* [WHAT YOU NEED TO DO]
The answer must be an exact copy of every entry.

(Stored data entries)
===

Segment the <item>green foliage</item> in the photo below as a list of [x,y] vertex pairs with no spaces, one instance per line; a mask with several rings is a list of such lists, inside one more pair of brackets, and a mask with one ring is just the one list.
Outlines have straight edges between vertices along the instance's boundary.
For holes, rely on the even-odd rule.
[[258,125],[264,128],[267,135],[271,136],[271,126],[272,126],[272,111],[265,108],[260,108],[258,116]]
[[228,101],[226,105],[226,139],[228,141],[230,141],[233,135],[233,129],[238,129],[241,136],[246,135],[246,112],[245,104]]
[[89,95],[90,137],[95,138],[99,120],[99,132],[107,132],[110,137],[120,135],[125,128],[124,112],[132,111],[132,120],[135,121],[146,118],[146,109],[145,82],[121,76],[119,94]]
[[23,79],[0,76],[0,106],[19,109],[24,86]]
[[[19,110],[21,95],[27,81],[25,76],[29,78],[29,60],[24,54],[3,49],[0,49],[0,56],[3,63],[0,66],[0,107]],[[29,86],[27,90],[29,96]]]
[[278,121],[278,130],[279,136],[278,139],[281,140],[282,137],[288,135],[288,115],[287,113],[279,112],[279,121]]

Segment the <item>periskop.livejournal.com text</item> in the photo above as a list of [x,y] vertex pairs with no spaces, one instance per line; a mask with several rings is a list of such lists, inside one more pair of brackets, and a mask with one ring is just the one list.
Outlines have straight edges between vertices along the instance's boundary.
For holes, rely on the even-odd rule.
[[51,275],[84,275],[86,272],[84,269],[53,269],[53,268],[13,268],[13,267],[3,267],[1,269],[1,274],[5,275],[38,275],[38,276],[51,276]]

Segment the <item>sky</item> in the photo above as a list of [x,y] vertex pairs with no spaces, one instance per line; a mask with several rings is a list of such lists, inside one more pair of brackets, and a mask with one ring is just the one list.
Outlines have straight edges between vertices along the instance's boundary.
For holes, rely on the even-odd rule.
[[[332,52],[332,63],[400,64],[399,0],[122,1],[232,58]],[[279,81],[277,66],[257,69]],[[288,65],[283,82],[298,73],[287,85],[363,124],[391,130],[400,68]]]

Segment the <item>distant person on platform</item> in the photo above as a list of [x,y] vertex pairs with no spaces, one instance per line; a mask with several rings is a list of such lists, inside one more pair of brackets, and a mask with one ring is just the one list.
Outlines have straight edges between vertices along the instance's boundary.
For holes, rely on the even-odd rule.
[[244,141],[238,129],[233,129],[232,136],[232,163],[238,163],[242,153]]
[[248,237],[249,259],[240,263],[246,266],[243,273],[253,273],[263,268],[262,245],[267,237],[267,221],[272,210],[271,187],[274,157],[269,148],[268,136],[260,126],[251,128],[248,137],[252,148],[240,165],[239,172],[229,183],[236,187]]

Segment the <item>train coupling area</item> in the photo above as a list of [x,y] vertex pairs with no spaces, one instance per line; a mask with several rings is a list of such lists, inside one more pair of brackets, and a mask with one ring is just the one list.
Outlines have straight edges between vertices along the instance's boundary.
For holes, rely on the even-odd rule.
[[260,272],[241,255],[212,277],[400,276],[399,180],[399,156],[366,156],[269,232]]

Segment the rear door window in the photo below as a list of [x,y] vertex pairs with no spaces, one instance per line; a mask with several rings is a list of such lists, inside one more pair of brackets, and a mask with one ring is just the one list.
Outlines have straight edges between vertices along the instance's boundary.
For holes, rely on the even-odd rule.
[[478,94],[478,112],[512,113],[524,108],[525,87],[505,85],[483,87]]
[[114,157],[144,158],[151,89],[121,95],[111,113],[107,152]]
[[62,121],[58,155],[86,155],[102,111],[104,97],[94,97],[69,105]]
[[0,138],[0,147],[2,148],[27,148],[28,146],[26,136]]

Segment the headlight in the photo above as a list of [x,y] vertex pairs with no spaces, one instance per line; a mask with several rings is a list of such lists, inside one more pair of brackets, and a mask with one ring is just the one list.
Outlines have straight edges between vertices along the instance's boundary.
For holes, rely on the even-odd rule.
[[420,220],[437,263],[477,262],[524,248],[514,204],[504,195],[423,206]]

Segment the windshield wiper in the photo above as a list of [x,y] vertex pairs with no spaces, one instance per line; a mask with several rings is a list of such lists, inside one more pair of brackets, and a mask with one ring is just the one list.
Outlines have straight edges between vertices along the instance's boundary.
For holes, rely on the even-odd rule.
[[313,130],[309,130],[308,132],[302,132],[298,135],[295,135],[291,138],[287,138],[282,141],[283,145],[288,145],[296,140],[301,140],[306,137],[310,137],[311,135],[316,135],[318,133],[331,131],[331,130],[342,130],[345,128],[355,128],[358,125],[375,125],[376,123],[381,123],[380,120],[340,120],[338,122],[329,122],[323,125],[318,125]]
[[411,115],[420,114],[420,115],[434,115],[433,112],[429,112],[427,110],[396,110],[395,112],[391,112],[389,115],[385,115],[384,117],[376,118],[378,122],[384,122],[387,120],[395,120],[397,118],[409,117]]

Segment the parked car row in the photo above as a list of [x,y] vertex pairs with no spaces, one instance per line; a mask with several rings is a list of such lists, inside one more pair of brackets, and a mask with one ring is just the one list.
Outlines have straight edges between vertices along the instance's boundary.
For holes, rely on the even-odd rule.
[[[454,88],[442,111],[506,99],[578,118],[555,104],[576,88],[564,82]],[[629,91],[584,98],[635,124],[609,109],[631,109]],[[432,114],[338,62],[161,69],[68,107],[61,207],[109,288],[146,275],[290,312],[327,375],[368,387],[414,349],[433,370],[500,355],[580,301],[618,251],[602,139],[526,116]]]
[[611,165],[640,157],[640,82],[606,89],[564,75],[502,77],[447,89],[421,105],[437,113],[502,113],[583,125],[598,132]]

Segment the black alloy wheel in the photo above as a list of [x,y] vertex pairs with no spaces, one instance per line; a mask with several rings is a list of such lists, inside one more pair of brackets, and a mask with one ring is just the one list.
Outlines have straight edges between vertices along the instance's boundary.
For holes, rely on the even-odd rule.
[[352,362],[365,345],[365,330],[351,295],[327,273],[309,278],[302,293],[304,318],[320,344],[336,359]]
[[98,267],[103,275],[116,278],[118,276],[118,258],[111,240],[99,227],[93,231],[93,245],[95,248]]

===

* [EXPECTED ANSWER]
Segment the <item>green foliage</item> in the photo below as a list of [x,y] vertex pairs with no spaces, one instance per line; a mask with several rings is a list of such lists, inside one more pair of brackets, and a mask with one ring is just the one list.
Outlines have straight edges between vertices along the instance's boundary.
For holes, rely on the even-odd rule.
[[258,125],[264,128],[267,135],[271,136],[271,126],[272,126],[272,111],[265,108],[260,108],[258,116]]
[[228,101],[226,105],[226,139],[228,141],[230,141],[233,135],[233,129],[238,129],[241,136],[246,135],[246,112],[245,104]]
[[89,95],[90,137],[95,138],[99,120],[99,132],[107,132],[110,137],[120,135],[125,128],[124,112],[132,111],[132,120],[135,121],[146,118],[146,109],[145,82],[121,76],[119,94]]
[[23,79],[0,76],[0,106],[19,109],[24,86]]
[[[19,110],[21,95],[27,81],[25,76],[29,78],[29,60],[24,54],[3,49],[0,49],[0,56],[3,63],[0,66],[0,107]],[[29,86],[27,90],[29,96]]]
[[278,121],[278,130],[279,136],[278,139],[281,140],[282,137],[288,135],[288,115],[287,113],[279,112],[279,121]]

Segment the <item>periskop.livejournal.com text</item> in the photo above as a list of [x,y] vertex pairs with no spaces, one instance per line; a mask with several rings is a list of such lists, inside one more pair of brackets, and a mask with one ring is just the one list.
Outlines have straight edges between vertices along the instance's boundary.
For holes, rely on the even-odd rule.
[[51,275],[84,275],[86,272],[84,269],[53,269],[53,268],[13,268],[13,267],[3,267],[1,269],[1,274],[5,275],[38,275],[38,276],[51,276]]

Segment the <item>sky</item> in the photo above as a list of [x,y] vertex pairs with no spaces, one instance per line; a mask with several rings is a list of such lists, inside one more pair of brackets, and a mask with one ring is just the one list.
Outlines have straight edges between vertices along the instance's boundary.
For holes, rely on the even-odd rule.
[[[332,52],[332,63],[400,64],[399,0],[122,1],[232,58]],[[279,81],[277,66],[257,69]],[[288,65],[283,82],[298,73],[287,85],[363,124],[391,130],[400,68]]]

Segment the <item>distant person on platform</item> in the photo above as a list of [x,y] vertex pairs with no spaces, one instance per line; a mask with several rings is a list of such lists, inside one more pair of brackets, and a mask with one ring is just the one list.
Outlines have straight edges between vertices along the instance's boundary.
For holes, rely on the even-odd rule.
[[244,141],[238,129],[233,129],[232,136],[232,163],[238,163],[242,153]]
[[248,237],[249,259],[240,263],[246,266],[243,273],[253,273],[263,268],[262,245],[267,237],[267,221],[272,210],[271,187],[274,157],[269,148],[268,136],[260,126],[251,128],[248,137],[252,148],[240,165],[239,172],[229,183],[236,187]]

Segment the <item>train coupling area</item> in the photo above as a list of [x,y] vertex pairs with no spaces, one instance per line; a mask with several rings is a list of such lists, inside one more pair of brackets, and a mask with one ring is just the one list.
Outlines have straight edges between vertices along the instance's boundary.
For holes, rely on the even-odd rule.
[[260,272],[241,255],[212,277],[400,276],[399,180],[399,156],[366,156],[269,232]]

Segment the rear door window in the photo below as a list of [x,y] vertex pairs with no spaces, one instance per line; a mask with several rings is a list of such lists, inside one more pair of brackets, and a mask with one ring is just the one list.
Outlines have straight edges between vertices along the instance's boundary.
For holes, rely on the even-odd rule.
[[478,94],[478,112],[512,113],[524,108],[525,87],[505,85],[483,87]]
[[114,157],[144,158],[151,89],[121,95],[111,113],[107,152]]
[[62,121],[58,155],[86,155],[102,111],[104,97],[94,97],[69,105]]
[[0,138],[0,147],[2,148],[27,148],[28,146],[26,136]]

Segment the headlight in the photo above as a list of [x,y] vertex pairs with no spaces, one instance per line; a mask with several rings is a list of such lists, inside one more pair of brackets, and a mask with one ring is just the one list.
Outlines have straight edges between vertices along the instance's boundary.
For holes, rely on the even-odd rule.
[[420,220],[437,263],[477,262],[524,248],[514,204],[504,195],[423,206]]

Segment the windshield wiper in the photo above as a list of [x,y] vertex pairs with no spaces, one instance per line; a mask with several rings is a list of such lists, inside one more pair of brackets, and a mask with one ring is just the one list.
Outlines have straight edges between vertices along the instance's boundary.
For holes, rely on the even-odd rule.
[[313,130],[309,130],[308,132],[302,132],[298,135],[295,135],[291,138],[287,138],[282,141],[283,145],[288,145],[296,140],[301,140],[306,137],[310,137],[311,135],[316,135],[318,133],[331,131],[331,130],[342,130],[345,128],[355,128],[358,125],[375,125],[376,123],[381,123],[380,120],[340,120],[338,122],[329,122],[323,125],[318,125]]
[[411,115],[420,114],[420,115],[434,115],[433,112],[429,112],[427,110],[396,110],[395,112],[391,112],[389,115],[385,115],[384,117],[376,118],[378,122],[384,122],[387,120],[395,120],[397,118],[409,117]]

Segment the parked car row in the photo above as a list of [x,y] vertex pairs with no spaces, one instance per line; a mask with several rings is a list of such lists, inside one more pair of brackets, and a mask with one ring is just the one list.
Outlines have straight edges between vertices along the instance's boundary.
For holes, rely on the even-odd rule.
[[[454,88],[442,111],[506,99],[578,118],[555,104],[576,88],[564,82]],[[629,91],[584,98],[635,124],[609,109],[631,109]],[[432,114],[338,62],[161,69],[68,107],[61,207],[109,288],[146,275],[290,312],[327,375],[368,387],[414,349],[433,370],[500,355],[580,301],[618,251],[602,139],[526,116]]]
[[611,165],[640,157],[640,82],[606,89],[564,75],[502,77],[447,89],[421,105],[437,113],[502,113],[583,125],[598,132]]

Segment the black alloy wheel in the photo above as a list of [x,y] vertex pairs with no spaces, one instance per line; a mask with several rings is a list of such lists, inside one more pair of brackets, and a mask with one ring is just the one list.
Outlines have straight edges between vertices along the instance's boundary.
For holes, rely on the even-odd rule.
[[352,362],[365,345],[365,330],[351,295],[327,273],[309,278],[302,293],[304,318],[320,344],[336,359]]
[[98,267],[103,275],[116,278],[118,276],[118,258],[111,240],[99,227],[93,231],[93,245],[95,248]]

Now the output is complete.